ESTRATTO DEL TESTO |
Perché l’alternativa mensile era festeggiare Sylvester Stallone, uno dei peggiori attori di sempre, e quindi ben venga il Kevin Spacey Day. In più, questa ricorrenza mi ha dato l’opportunità di recuperare un film che avevo sempre tenuto in un angolino in attesa di una visione ora finalmente arrivata. A spingermi a guardare finalmente Il delitto Fitzgerald è stato un cast di quelli stellari. Non c’è solo Kevin Spacey, ma ci sono anche dei miei preferiti assoluti come Ryan Gosling e Michelle Williams, i cui personaggi qui non si incrociano sullo schermo, ma che poi ritroveremo insieme in Blue Valentine. Oltre a un trio di attrici che amo particolarmente come Jena Malone, la girlfriend di Donnie Darko nonché ragazzina di Nemiche amiche, Kerry Washington futura star di Django Unchained e della imperdibile serie tv Scandal, e Sherilyn Fenn, mai dimenticata Audrey di Twin Peaks.
Com’è che un film con un cast che sembra uscito dai miei sogni me l’ero perso?
Misteri della fede, ma grazie a questo utilissimo Kevin Spacey Day, eccolo recuperato.

"Io che sono stata con Dawson ti garantisco che quello è più
fuori di Donnie Darko e di Leland/Ryan Gosling messi insieme."
Sarebbe stato un delitto, perdersi un film del genere. Non che sia un capolavoro o una pietra miliare assoluta, ma ha dalla sua una certa forza. Si sente che il regista e sceneggiatore Matthew Ryan Hoge c’ha messo dentro tutto se stesso. A tal punto che da allora, e son passati 10 anni, ancora non ha realizzato un nuovo lavoro. Cosa avrà combinato dopo? Sarà finito anche lui in galera, come il protagonista di questo film mezzo indie e mezzo no?
Il delitto Fitzgerald è proprio la storia di un delitto. Ma vaaaaa?

CONSEGNE |
**a)** Secondo l'estratto, quale attrice è ricordata come Audrey di Twin Peaks?
**b)** Trascrivi dall'estratto il passo che si apre con le parole contenenti "Com’è che un" e si chiude con "e mezzo no?".
Le righe non servono per svolgere l'esercizio.

DATI FORNITI |
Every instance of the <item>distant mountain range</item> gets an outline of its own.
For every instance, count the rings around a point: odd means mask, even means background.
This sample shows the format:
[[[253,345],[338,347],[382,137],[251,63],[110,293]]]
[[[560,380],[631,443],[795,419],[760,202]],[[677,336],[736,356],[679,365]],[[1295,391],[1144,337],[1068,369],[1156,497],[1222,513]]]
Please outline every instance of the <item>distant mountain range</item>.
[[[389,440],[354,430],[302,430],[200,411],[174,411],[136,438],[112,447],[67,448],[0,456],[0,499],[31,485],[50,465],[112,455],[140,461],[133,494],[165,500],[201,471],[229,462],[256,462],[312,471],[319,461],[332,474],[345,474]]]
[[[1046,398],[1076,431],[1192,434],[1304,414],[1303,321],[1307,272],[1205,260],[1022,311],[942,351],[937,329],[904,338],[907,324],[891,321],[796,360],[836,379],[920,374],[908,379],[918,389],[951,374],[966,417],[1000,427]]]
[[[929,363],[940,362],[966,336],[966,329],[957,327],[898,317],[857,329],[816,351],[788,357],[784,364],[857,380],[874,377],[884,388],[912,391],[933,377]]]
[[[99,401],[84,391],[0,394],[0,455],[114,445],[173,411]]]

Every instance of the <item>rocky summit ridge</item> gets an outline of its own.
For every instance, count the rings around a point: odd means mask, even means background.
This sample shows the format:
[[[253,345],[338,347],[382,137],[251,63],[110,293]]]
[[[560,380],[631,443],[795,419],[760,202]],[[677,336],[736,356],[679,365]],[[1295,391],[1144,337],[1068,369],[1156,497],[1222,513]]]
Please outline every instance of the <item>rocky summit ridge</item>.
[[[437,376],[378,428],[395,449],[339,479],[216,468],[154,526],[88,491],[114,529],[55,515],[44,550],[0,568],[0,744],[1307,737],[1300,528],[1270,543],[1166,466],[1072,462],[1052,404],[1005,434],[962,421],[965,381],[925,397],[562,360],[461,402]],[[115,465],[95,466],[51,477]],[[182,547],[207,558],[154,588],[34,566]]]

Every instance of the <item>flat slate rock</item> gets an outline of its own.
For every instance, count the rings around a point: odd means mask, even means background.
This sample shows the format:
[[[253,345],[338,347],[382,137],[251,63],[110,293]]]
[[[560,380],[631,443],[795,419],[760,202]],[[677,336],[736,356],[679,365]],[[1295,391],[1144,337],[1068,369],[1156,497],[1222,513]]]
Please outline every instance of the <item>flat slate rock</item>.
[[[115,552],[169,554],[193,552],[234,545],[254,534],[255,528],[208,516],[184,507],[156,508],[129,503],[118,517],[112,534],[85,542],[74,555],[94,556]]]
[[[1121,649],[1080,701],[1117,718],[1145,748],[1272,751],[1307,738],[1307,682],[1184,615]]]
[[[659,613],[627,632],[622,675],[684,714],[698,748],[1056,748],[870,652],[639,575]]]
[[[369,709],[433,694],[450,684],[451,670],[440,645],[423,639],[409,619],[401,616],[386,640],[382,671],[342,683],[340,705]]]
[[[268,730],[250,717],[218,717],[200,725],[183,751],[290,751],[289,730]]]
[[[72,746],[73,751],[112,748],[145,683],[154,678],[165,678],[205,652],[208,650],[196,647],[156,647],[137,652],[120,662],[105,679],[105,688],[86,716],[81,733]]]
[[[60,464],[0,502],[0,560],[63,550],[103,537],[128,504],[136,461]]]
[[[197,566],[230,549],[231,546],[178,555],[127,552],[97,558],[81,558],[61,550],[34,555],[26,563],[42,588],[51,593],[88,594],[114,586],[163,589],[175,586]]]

SOLUZIONI DELL'ESERCIZIO |
**a)** Sherilyn Fenn.

**b)**
Com’è che un film con un cast che sembra uscito dai miei sogni me l’ero perso?
Misteri della fede, ma grazie a questo utilissimo Kevin Spacey Day, eccolo recuperato.

"Io che sono stata con Dawson ti garantisco che quello è più
fuori di Donnie Darko e di Leland/Ryan Gosling messi insieme."
Sarebbe stato un delitto, perdersi un film del genere. Non che sia un capolavoro o una pietra miliare assoluta, ma ha dalla sua una certa forza. Si sente che il regista e sceneggiatore Matthew Ryan Hoge c’ha messo dentro tutto se stesso. A tal punto che da allora, e son passati 10 anni, ancora non ha realizzato un nuovo lavoro. Cosa avrà combinato dopo? Sarà finito anche lui in galera, come il protagonista di questo film mezzo indie e mezzo no?